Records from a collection

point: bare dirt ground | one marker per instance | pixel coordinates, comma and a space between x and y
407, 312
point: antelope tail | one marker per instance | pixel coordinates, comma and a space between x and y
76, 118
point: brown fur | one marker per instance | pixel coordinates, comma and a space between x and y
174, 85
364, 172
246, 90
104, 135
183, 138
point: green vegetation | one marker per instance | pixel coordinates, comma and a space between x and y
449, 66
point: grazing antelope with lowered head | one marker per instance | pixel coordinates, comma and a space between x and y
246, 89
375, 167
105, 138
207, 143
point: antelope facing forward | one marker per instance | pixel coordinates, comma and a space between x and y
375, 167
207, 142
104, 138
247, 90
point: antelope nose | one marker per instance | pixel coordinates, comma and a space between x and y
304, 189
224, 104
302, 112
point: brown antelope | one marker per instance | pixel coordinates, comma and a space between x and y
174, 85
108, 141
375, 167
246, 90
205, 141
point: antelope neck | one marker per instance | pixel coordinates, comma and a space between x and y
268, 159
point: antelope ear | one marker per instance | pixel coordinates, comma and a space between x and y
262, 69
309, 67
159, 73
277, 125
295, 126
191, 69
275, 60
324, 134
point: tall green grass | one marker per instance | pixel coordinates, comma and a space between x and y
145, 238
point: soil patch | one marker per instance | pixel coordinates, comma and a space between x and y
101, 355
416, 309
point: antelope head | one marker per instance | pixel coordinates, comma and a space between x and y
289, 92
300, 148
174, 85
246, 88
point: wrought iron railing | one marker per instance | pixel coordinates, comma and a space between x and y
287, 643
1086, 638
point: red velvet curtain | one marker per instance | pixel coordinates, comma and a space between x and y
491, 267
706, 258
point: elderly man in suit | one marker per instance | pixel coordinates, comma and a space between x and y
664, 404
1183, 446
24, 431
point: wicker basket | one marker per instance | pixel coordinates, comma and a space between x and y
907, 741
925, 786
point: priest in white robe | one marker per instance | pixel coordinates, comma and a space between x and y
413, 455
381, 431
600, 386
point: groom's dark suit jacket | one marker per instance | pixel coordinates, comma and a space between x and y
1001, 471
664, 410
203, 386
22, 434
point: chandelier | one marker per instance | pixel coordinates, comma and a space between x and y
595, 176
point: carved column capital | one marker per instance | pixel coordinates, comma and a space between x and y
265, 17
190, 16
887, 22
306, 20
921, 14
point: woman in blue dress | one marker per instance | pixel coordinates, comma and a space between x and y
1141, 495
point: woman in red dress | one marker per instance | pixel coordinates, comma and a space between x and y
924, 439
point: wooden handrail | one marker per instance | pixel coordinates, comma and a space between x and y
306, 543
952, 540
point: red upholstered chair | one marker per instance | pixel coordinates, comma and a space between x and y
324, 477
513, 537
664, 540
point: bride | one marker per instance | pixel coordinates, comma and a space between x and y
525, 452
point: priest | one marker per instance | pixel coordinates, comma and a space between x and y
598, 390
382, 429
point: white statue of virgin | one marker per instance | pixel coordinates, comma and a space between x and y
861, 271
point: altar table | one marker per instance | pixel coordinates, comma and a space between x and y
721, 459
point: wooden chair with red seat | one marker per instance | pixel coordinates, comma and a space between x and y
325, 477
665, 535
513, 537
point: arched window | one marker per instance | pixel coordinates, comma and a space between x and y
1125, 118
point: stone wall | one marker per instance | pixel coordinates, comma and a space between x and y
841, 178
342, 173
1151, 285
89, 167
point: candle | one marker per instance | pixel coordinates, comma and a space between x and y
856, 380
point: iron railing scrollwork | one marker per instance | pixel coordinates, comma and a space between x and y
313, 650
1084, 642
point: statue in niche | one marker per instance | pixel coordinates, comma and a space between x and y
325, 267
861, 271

* **What is required**
Set the entries above down again, each one exactly as written.

* **Exercise result**
point: bare dirt ground | one marker per instance | pixel coordinates, comma and a space between x and y
407, 312
point: antelope tail | one marker per instance | pixel coordinates, comma and a space between x and y
76, 118
point: brown fur | one marker per instance | pixel coordinates, comma and a space between x and y
174, 85
364, 172
246, 90
104, 135
183, 138
point: green vegetation | one marker per instance | pixel coordinates, comma and a space between x and y
449, 66
point: grazing antelope with lowered head | one marker per instance | pixel coordinates, comma and a space between x and y
246, 89
375, 167
105, 138
207, 143
point: antelope facing forward | one marker per instance | pixel coordinates, comma and a space between x and y
375, 167
207, 142
104, 138
247, 90
point: antelope nose | one marker per instance | pixel coordinates, comma and a space between x and y
304, 189
224, 104
302, 112
point: brown antelope | one marker per instance | pixel coordinates, comma and a space between x and y
174, 85
108, 141
375, 167
246, 90
205, 141
point: antelope neck | one marker per instance | pixel coordinates, comma and a space between x and y
268, 159
point: antelope ear | one marker per instance | pixel coordinates, comma and a space between x and y
262, 69
309, 67
159, 73
277, 125
295, 126
191, 69
275, 60
324, 134
point: tall green grass | one marker per instance | pixel coordinates, comma and a space between x and y
145, 238
point: soil patch | one marker per instance | pixel coordinates, comma and a space between x and y
101, 355
416, 309
point: antelope head | one marker per instance | pixel coordinates, comma and a space between x and y
289, 92
300, 148
174, 85
246, 88
point: wrought iron railing | one marker per instance | pixel coordinates, comma and a space between x and y
287, 643
1086, 638
point: red velvet curtain | one marker per instance | pixel coordinates, comma and a space between x and y
491, 267
706, 258
point: elderly man in suit | one marker per instance | pixel coordinates, comma and a space between x and y
664, 404
1183, 446
24, 431
point: wicker basket | one marker per instance | pixel coordinates, comma and a space between x and y
907, 741
925, 786
point: priest in white robe | one marker per instance | pixel coordinates, comma and a space between x and y
413, 455
381, 431
600, 386
point: groom's dark suit jacket | one marker per instance | pixel coordinates, comma and a space between x and y
1001, 471
664, 410
203, 386
22, 434
point: chandelier | one marker per instance | pixel coordinates, comma and a space between x and y
595, 176
point: carved column capital | one marker per instance | pixel coordinates, comma and a space between x and y
265, 17
190, 16
887, 22
306, 20
921, 14
point: woman in blue dress | one marker per instance | pixel coordinates, comma and a space between x and y
1141, 495
point: woman in red dress | one marker per instance | pixel coordinates, comma and a space between x and y
924, 439
point: wooden handrail | one marker per instance | pixel coordinates, comma and a space between x and y
306, 543
952, 540
point: red upholstered chair | one marker per instance | pixel coordinates, comma and a space between x and y
324, 477
513, 537
664, 540
point: bride | one marker per instance | pixel coordinates, comma and a space between x and y
525, 452
point: priest | one marker per instance | pixel coordinates, comma and a space between x and y
598, 390
382, 429
point: white statue of virgin | one marker per instance | pixel coordinates, comma and a space between x and y
861, 271
point: altar table | one marker per instance | pixel coordinates, comma and a space between x and y
721, 459
point: wooden chair with red seat | one marker per instance | pixel coordinates, comma and a space between x and y
325, 477
665, 535
513, 537
point: arched window | one marker per instance | pixel coordinates, comma and a space between x and y
1125, 118
point: stone wall | one marker per instance | pixel coordinates, comma and a space between x and y
841, 178
342, 173
1151, 285
89, 167
point: candle | one marker per instance | pixel coordinates, comma and a space between x and y
856, 380
point: iron railing scrollwork | one marker per instance | pixel coordinates, comma and a space between x and y
313, 650
1084, 642
point: statue in niche | one marker per instance | pixel coordinates, comma and a space between x and y
325, 267
861, 271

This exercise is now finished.